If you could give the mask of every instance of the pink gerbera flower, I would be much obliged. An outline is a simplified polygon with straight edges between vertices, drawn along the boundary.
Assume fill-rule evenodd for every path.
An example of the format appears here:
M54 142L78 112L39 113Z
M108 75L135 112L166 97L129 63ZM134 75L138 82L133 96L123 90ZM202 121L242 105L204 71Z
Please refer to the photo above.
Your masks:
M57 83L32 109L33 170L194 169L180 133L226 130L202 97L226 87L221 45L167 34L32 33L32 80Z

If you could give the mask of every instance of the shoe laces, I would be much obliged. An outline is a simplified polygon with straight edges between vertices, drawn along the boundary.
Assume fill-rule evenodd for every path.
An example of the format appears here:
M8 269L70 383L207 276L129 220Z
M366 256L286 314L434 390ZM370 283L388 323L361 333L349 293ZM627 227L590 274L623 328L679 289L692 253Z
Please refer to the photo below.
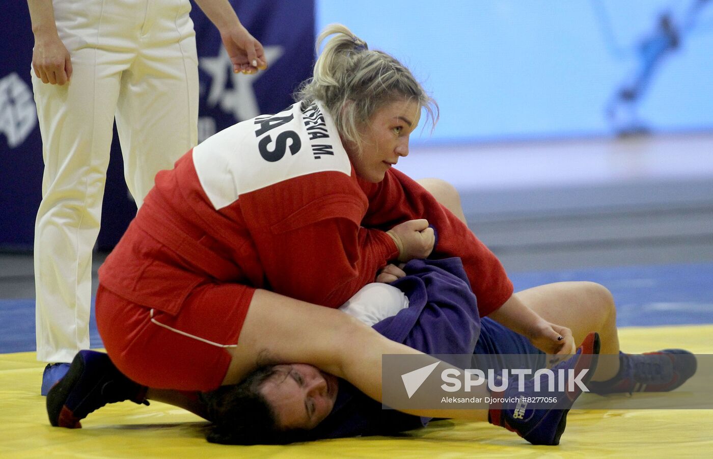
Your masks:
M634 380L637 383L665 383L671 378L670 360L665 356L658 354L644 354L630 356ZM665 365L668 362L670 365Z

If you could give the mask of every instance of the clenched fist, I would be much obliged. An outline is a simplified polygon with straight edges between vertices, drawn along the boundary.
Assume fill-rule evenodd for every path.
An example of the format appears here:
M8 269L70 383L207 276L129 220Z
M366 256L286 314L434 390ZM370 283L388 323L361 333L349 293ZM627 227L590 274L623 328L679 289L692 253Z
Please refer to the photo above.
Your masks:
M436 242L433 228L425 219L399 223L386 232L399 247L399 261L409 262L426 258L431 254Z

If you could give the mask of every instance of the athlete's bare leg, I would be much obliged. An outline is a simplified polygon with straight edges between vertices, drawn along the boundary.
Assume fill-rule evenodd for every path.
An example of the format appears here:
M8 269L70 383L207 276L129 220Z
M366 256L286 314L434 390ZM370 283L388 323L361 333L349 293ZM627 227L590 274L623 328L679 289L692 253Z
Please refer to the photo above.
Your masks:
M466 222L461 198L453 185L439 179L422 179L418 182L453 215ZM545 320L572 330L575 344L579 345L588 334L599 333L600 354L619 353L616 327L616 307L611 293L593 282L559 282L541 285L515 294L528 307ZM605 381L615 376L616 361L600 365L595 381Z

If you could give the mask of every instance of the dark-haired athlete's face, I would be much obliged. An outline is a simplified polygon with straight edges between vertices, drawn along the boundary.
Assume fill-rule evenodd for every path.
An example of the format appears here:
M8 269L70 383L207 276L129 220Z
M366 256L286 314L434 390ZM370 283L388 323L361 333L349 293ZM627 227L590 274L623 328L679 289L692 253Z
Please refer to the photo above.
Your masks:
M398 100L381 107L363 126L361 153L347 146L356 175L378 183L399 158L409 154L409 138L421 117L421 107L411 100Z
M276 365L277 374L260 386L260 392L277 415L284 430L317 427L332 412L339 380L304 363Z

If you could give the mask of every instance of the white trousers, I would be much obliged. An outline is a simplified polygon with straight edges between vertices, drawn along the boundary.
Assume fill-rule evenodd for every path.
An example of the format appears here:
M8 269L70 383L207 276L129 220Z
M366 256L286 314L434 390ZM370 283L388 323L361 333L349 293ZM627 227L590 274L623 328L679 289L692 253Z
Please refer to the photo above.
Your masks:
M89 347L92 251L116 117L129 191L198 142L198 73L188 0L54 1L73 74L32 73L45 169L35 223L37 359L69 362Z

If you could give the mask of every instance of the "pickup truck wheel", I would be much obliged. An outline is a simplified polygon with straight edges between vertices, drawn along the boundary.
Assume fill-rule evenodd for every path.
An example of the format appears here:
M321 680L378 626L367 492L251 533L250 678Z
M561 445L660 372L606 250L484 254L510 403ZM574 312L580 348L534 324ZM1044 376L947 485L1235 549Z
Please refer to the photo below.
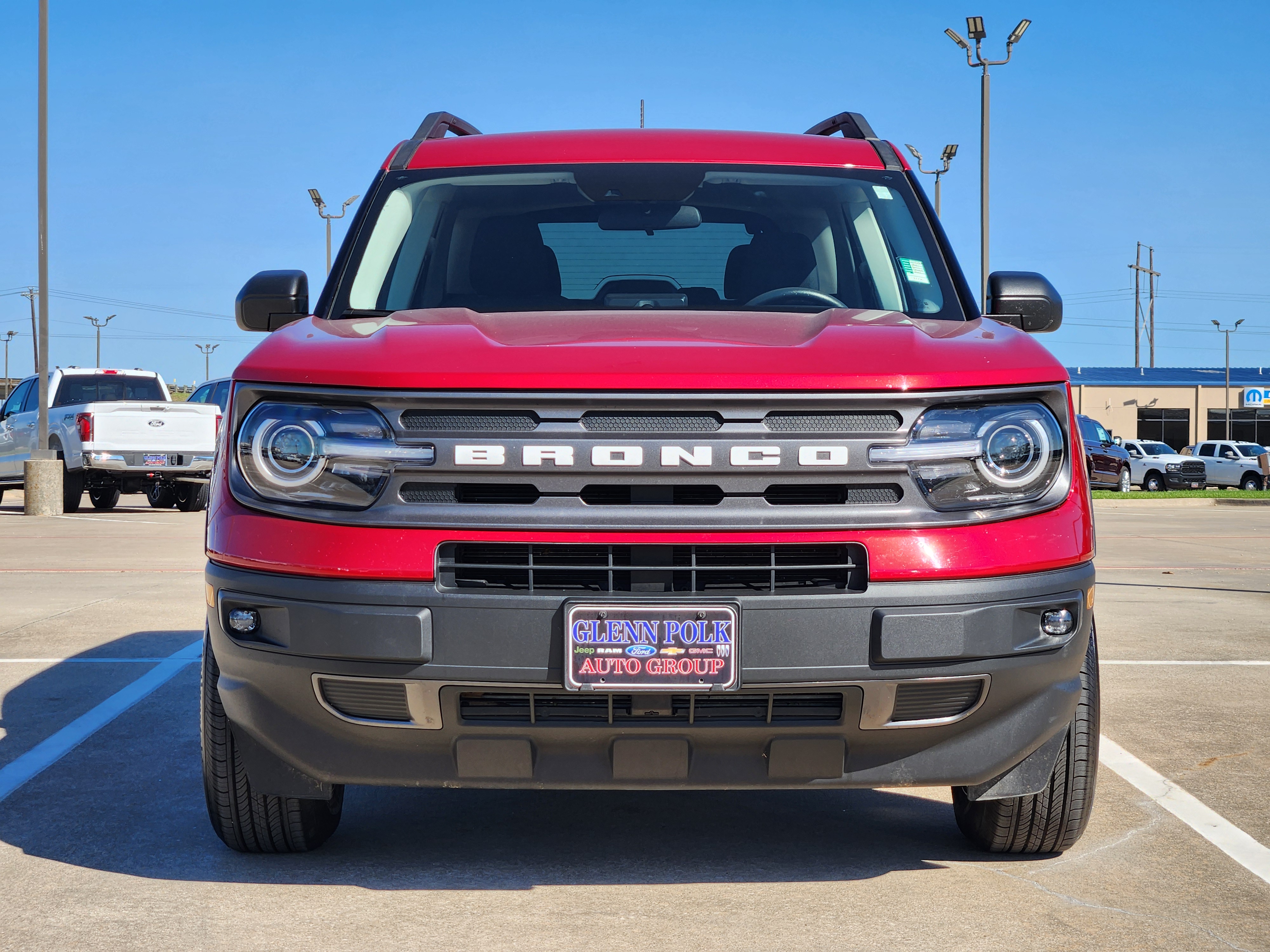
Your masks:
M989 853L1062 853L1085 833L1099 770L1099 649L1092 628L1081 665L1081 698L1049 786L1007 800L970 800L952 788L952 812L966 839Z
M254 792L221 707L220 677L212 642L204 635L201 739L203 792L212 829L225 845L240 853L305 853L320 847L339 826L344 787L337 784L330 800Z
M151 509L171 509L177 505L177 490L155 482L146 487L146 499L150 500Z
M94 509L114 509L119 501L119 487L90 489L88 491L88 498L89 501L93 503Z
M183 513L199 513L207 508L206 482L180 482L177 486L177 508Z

================

**Aim of the exercise**
Copy out all of the material with every "much obliged" changed to "very grateful" and nothing else altered. Leave out the pictures.

**The solution**
If you could give the mask of every instance of the pink gerbera flower, I would be very grateful. An outline is a simplified polygon with straight edges between vertices, drawn along the boundary.
Assume fill-rule evenodd for every path.
An example of the format appears here:
M54 142L78 112L39 113Z
M108 75L135 112L166 97L129 63ZM134 75L138 82L133 96L123 90ZM202 121L242 105L204 71Z
Please refer to the photo above.
Your masks:
M57 83L32 109L33 170L194 169L180 133L226 130L202 97L226 87L221 45L167 34L32 33L32 80Z

If you could give the mask of every instance of the shoe laces, I would be very grateful. An outline is a simplified polygon with straight edges between vertices, drawn along the boundary.
Assume fill-rule evenodd for every path.
An example of the format appears here:
M8 269L70 383L207 276L129 220Z
M366 256L286 314L434 390ZM370 283L388 323L361 333L349 293ZM627 227L590 274L623 328L679 289L692 253Z
Please refer to the photo below.
Your masks:
M634 380L637 383L665 383L671 378L670 360L665 356L658 354L644 354L630 356ZM665 365L668 362L670 365Z

If you could give the mask of every instance of the clenched fist, I would be very grateful. An outline is a simplified polygon with straight edges between vertices, drawn along the boundary.
Assume fill-rule evenodd for every path.
An example of the format appears here:
M8 269L70 383L207 276L129 220Z
M366 256L286 314L434 390ZM370 283L388 323L361 333L349 293ZM627 227L590 274L623 328L679 289L692 253Z
Please refer to the photo above.
Your masks:
M436 242L433 228L425 219L399 223L386 232L399 247L399 261L409 262L426 258L431 254Z

If you could give the mask of every instance of the athlete's bare leg, I would be very grateful. An outline is a simplified polygon with straight edges between vertices, drawn along the boundary.
Assume fill-rule evenodd for every path.
An example of the format appears here:
M8 269L70 383L207 276L129 220Z
M366 256L286 314L434 390ZM370 283L388 323L361 333L349 293ZM627 227L590 274L623 328L679 289L692 253Z
Please refer to the photo above.
Your masks:
M466 222L461 198L453 185L439 179L422 179L418 182L453 215ZM545 320L572 330L575 344L579 345L588 334L599 333L600 354L619 353L616 327L616 307L611 293L593 282L559 282L541 285L515 294L528 307ZM605 381L615 376L616 361L600 365L595 381Z

If you could give the mask of every instance of the dark-haired athlete's face, I would be very grateful. An outline is a simplified polygon with straight edges between vertices, drawn along the boundary.
Assume fill-rule evenodd for every path.
An example of the format appears here:
M8 269L70 383L207 276L129 220Z
M366 256L286 314L434 390ZM370 283L388 323L361 333L349 293ZM627 227L590 274L623 328L679 289L692 253Z
Please refer to the photo above.
Your masks:
M398 100L381 107L363 126L361 153L347 146L356 175L378 183L399 158L409 154L409 138L421 117L421 107L411 100Z
M276 365L277 374L260 386L260 392L277 415L284 430L317 427L332 412L339 380L304 363Z

If you could give the mask of every instance of the white trousers, I would be very grateful. An outline is a simplified polygon with straight edges between vertices, drawn along the boundary.
Assume fill-rule evenodd for every path.
An example of the format appears here:
M8 269L70 383L207 276L129 220Z
M366 256L286 314L434 390ZM370 283L388 323L361 333L349 293ZM627 227L590 274L623 328L679 289L692 253Z
Please refer to the photo above.
Your masks:
M89 347L92 251L116 117L129 191L198 142L198 73L188 0L54 1L73 74L32 73L45 169L35 223L37 359L69 362Z

If you could give the mask of every instance of the "pickup truck wheel", I would be very grateful. An outline is a simplified polygon with straight edges between vertices, drawn along the boundary.
Assume fill-rule evenodd for every path.
An example of the format appears here:
M321 680L378 626L367 492L251 533L250 678Z
M561 445L660 372L606 250L484 254L510 403ZM574 312L580 348L534 324ZM1044 376L947 485L1235 549Z
Please refer to the photo below.
Your masks:
M989 853L1062 853L1085 833L1099 770L1099 649L1092 628L1081 665L1081 698L1049 786L1007 800L970 800L952 788L952 812L966 839Z
M254 792L221 707L220 677L212 642L204 635L201 739L203 792L212 829L225 845L240 853L305 853L320 847L339 826L344 787L337 784L330 800Z
M151 509L171 509L177 505L177 490L155 482L146 487L146 499L150 500Z
M94 509L114 509L119 501L119 487L90 489L88 491L88 498L89 501L93 503Z
M183 513L199 513L207 508L206 482L180 482L177 486L177 508Z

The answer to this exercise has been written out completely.